** Document extract **
..............................

Turn up the heat if you're cold. I keep my house around 75 and most people
complain it's too hot, but I like it, and I also quit getting sick--ever. Sure
the electricity bill went up but I consider it worth it to be comfortable.

Other options include, a better bed / pillow, flannel sheets in the winter, a
nice warm blanket. Sleep is like a car, sure you can drive any car, but when
you get QUALITY, it's so much better. ..I say as I drive a 99 Olds Cutlass...

------
LarryMade2
For me one thing that has helped is to get some vital nutrients in soon after
getting up. for me it seems a slight bit of salt in water and some olive oil
(not much). I take that and I usually feel the difference withing minutes if
not immediately.

For you, maybe you are lacking in some other basics, keep track on how your
body feels and what you've eaten beforehand. You might discover a trend.

------
DanBC
I suggest you see a doctor.

This is not medical advice. I have no medical training. You might want to look
at CBT. This is used for cancer patients to help them manage pain. It's first
line treatment for people with some mild to moderate mental health problems in
the UK.

------
vsergiu
Do you feel like you have 0 energy in your body ? Because I feel this every
day even tho I take B6 and B12 vitamins.

..............................

** Data extract **
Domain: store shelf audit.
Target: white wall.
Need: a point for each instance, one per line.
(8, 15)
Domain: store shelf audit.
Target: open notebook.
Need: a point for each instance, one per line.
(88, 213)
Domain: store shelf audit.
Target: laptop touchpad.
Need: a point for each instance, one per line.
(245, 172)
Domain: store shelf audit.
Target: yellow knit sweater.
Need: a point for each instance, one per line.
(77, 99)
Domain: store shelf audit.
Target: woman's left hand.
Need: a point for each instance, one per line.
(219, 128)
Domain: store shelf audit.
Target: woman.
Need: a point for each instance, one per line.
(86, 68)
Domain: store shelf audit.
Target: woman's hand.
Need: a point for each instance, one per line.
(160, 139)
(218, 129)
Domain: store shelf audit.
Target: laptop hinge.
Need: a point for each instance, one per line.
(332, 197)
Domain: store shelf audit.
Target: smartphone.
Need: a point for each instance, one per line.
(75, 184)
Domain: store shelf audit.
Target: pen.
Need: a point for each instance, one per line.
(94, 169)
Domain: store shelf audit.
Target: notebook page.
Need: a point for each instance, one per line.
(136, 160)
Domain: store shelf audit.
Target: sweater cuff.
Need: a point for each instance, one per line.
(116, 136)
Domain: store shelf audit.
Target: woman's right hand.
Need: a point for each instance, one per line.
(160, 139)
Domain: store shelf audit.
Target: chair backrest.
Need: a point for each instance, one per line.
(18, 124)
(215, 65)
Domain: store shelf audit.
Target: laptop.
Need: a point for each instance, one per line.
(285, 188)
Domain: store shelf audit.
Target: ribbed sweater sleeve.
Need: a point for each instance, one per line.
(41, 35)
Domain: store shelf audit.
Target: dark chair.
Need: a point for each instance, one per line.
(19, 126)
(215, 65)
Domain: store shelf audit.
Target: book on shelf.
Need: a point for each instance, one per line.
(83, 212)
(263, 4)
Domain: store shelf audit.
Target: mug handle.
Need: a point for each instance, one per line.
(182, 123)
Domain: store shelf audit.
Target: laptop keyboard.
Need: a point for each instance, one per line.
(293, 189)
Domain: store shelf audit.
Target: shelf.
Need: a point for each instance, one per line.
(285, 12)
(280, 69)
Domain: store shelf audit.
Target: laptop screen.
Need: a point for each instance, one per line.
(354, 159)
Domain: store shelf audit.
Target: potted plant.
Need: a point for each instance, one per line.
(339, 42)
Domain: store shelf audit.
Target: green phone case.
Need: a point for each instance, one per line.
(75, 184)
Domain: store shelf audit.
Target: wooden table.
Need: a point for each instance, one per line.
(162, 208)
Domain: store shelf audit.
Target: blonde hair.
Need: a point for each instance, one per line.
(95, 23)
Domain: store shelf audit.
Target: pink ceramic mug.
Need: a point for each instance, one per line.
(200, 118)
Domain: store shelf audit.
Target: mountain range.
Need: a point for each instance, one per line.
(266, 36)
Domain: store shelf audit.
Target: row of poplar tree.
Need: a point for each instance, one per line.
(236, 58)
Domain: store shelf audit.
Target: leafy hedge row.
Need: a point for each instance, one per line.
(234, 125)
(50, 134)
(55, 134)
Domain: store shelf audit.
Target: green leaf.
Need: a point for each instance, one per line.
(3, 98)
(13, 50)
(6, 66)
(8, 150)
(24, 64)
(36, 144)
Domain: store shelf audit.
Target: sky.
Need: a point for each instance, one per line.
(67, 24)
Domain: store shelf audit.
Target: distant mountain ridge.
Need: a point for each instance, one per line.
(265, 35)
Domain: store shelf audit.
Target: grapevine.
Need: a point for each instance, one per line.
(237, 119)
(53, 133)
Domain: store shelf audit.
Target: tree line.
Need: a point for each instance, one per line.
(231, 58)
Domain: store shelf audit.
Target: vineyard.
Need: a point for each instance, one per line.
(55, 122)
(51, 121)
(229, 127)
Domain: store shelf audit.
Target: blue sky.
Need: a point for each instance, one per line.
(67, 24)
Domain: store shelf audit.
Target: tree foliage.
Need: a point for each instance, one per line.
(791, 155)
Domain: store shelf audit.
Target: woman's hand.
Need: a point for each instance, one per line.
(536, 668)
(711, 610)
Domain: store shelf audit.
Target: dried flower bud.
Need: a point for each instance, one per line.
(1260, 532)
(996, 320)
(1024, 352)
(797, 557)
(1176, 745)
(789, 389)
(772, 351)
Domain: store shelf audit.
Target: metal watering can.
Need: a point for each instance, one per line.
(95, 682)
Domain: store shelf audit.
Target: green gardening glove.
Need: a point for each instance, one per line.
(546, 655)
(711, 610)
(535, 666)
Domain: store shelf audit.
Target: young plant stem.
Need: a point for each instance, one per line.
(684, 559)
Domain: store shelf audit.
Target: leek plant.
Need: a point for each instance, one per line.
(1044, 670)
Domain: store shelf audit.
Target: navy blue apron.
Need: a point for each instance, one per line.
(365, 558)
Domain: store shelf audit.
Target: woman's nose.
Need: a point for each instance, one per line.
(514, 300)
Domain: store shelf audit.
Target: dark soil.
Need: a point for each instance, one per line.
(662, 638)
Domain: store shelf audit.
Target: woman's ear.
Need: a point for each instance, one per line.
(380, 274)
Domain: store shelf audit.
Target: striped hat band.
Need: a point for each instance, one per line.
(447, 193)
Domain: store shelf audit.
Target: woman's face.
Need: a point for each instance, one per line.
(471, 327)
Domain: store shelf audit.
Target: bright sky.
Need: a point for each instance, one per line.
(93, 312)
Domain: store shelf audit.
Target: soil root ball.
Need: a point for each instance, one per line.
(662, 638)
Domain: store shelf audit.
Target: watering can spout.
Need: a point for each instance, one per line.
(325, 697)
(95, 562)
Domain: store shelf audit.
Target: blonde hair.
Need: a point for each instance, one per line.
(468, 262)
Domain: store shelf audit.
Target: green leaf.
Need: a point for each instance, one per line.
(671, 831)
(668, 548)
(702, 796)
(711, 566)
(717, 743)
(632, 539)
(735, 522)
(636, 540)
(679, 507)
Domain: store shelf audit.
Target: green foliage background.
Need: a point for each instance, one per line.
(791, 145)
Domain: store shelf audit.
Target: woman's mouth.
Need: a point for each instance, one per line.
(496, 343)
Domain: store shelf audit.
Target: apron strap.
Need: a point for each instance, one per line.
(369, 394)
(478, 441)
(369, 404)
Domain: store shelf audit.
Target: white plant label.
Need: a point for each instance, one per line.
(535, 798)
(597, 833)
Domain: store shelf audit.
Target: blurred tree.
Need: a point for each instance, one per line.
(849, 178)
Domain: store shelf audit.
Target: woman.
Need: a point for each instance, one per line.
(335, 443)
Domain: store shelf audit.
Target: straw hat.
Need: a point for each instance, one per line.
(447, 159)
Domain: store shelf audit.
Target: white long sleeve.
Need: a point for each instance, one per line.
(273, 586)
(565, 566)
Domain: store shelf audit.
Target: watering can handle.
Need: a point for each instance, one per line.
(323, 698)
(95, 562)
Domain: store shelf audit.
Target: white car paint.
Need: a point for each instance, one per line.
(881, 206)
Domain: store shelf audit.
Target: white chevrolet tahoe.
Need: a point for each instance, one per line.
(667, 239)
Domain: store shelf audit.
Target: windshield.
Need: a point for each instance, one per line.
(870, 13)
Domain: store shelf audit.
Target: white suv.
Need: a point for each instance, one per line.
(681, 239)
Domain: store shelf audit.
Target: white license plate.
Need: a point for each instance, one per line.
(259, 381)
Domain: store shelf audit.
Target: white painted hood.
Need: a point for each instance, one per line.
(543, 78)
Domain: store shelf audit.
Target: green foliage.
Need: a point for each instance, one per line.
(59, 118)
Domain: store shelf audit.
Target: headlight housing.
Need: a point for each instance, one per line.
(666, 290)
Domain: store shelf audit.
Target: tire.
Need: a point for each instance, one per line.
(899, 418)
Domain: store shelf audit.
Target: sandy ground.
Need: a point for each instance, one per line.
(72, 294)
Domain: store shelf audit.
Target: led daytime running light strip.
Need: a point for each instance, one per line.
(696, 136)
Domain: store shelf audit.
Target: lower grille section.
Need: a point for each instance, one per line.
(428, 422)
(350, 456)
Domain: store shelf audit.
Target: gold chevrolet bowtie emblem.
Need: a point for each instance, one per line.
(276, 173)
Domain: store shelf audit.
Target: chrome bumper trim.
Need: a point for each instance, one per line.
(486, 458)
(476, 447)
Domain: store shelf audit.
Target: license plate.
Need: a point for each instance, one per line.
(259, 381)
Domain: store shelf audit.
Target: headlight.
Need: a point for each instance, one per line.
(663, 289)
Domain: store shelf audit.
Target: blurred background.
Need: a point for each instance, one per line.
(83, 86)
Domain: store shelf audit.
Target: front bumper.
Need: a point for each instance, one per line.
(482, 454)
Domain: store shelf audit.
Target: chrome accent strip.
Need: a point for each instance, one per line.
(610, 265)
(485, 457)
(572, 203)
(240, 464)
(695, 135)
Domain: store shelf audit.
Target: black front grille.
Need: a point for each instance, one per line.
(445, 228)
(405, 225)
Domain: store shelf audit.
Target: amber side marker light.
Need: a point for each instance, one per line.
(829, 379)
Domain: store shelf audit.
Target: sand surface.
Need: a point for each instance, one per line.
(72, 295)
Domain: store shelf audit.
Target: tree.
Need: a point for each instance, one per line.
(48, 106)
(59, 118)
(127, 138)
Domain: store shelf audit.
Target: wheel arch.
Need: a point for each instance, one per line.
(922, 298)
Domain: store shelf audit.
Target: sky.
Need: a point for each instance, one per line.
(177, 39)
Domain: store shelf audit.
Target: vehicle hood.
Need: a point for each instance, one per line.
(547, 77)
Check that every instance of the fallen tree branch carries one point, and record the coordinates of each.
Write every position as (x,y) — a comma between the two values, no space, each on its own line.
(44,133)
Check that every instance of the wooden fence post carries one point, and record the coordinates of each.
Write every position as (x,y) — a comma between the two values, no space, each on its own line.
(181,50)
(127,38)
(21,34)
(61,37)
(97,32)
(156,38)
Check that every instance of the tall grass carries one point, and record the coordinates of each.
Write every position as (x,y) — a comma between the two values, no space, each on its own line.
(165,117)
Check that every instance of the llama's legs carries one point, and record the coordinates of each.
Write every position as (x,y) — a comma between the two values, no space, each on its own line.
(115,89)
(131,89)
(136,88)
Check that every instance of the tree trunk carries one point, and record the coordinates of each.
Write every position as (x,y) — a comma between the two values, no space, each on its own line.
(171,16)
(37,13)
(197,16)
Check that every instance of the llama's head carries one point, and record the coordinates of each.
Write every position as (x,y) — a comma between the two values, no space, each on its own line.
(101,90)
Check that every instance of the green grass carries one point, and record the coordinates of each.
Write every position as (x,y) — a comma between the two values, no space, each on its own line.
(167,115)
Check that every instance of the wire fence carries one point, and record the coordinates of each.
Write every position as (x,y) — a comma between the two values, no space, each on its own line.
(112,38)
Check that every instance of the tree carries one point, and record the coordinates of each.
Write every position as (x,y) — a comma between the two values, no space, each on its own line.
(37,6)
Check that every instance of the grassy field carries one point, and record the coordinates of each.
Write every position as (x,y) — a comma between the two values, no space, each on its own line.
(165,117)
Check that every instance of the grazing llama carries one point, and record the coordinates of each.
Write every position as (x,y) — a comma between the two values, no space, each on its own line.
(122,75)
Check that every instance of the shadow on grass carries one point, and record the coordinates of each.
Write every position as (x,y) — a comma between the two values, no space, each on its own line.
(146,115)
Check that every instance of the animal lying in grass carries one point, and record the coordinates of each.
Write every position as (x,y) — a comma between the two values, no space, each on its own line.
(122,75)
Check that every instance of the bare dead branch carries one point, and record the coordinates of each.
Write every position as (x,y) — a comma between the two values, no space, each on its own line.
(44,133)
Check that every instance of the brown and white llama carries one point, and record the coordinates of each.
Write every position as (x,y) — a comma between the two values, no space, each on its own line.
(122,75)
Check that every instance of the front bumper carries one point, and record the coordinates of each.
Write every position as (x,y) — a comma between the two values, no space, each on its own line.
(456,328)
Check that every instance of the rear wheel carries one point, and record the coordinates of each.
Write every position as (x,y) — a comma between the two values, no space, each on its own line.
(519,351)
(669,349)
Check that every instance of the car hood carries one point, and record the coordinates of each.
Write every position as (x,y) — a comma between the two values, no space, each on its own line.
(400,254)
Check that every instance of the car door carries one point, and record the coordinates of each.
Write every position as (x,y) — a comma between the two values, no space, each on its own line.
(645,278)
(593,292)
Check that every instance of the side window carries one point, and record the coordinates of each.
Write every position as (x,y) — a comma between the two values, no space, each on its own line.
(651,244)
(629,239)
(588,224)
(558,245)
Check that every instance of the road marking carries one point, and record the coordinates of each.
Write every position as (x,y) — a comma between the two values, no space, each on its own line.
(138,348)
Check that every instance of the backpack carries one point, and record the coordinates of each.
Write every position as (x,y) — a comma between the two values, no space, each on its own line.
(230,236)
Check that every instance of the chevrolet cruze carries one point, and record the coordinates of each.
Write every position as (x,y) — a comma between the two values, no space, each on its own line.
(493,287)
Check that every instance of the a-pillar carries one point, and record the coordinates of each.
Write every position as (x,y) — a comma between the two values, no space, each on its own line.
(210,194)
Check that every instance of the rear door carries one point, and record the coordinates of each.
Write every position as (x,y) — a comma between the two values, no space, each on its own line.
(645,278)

..............................

** Task statement **
Answer these questions from the forum thread, one line each.
1. Around what temperature does the first poster keep the house?
2. What does LarryMade2 take soon after getting up?
3. Which vitamins does vsergiu take?

** Finished task **
1. Around 75.
2. A slight bit of salt in water and some olive oil.
3. B6 and B12.